Work required:
Pull out every row of the records that contains the string "line".

Input records:
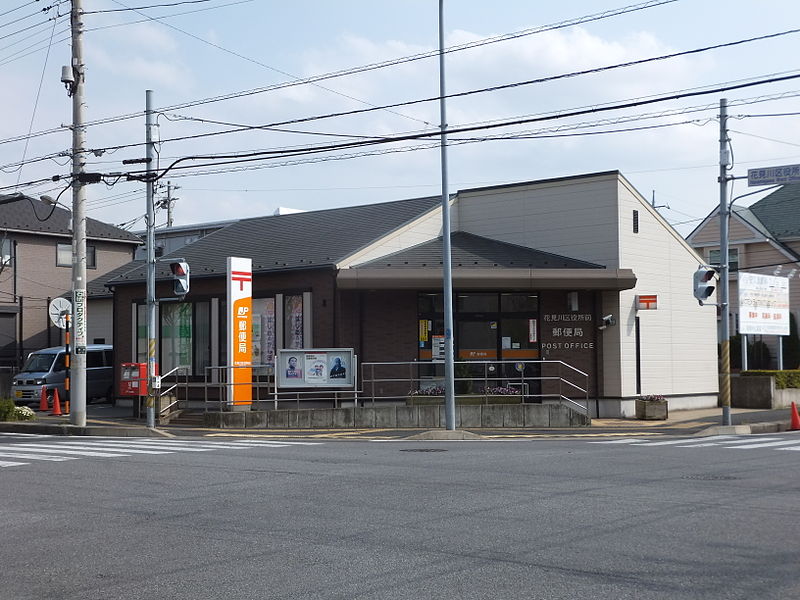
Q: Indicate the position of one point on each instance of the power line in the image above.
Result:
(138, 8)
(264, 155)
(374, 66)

--

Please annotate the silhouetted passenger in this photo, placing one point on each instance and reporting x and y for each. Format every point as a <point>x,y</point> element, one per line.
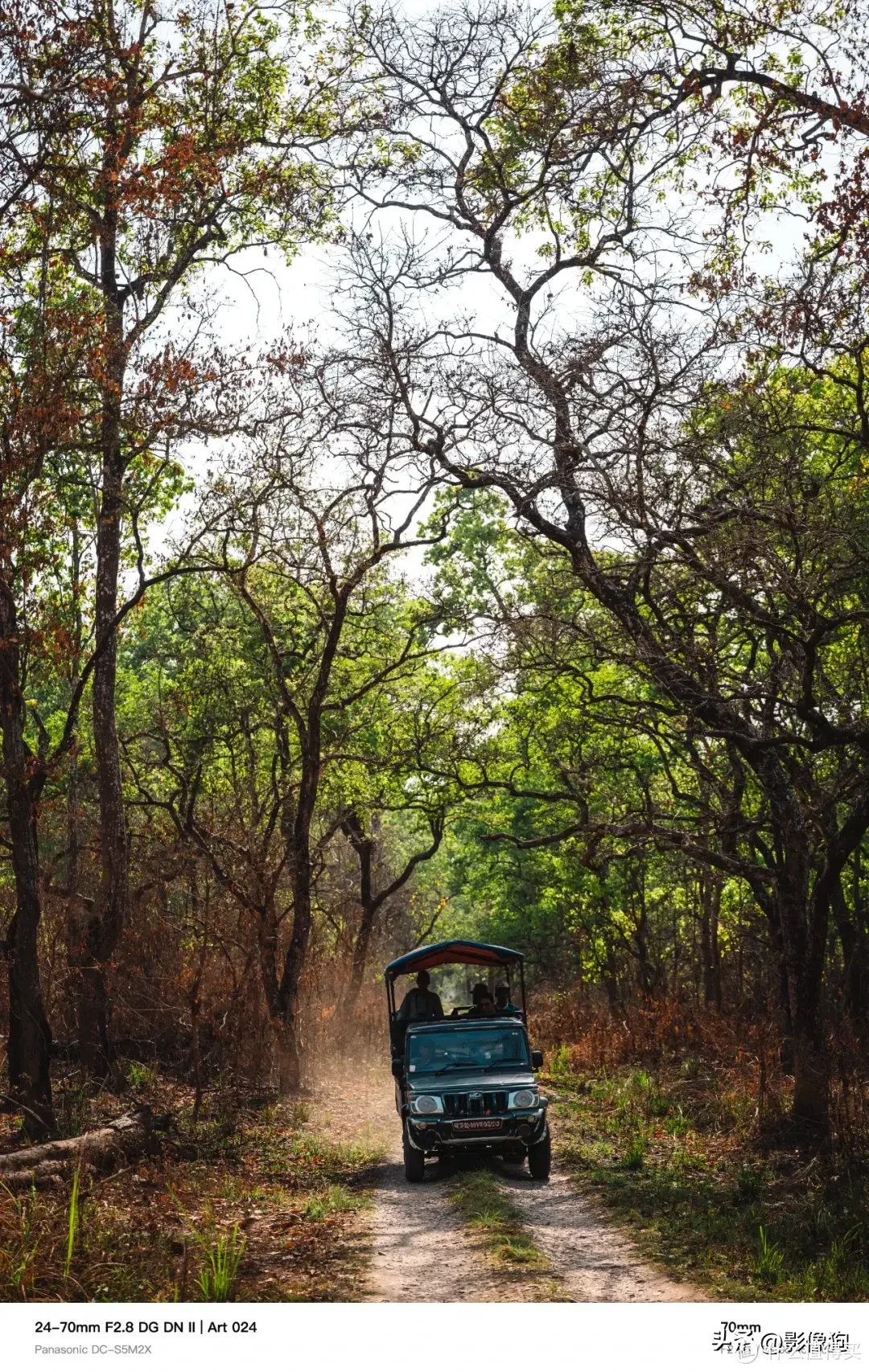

Result below:
Q: Indicate the position of one point on each instance of the power line in the image above.
Please annotate the silhouetted passenger in this photo, placing one point on each instance and reporting x and y for each. Format every point as a <point>x,y</point> element, one per line.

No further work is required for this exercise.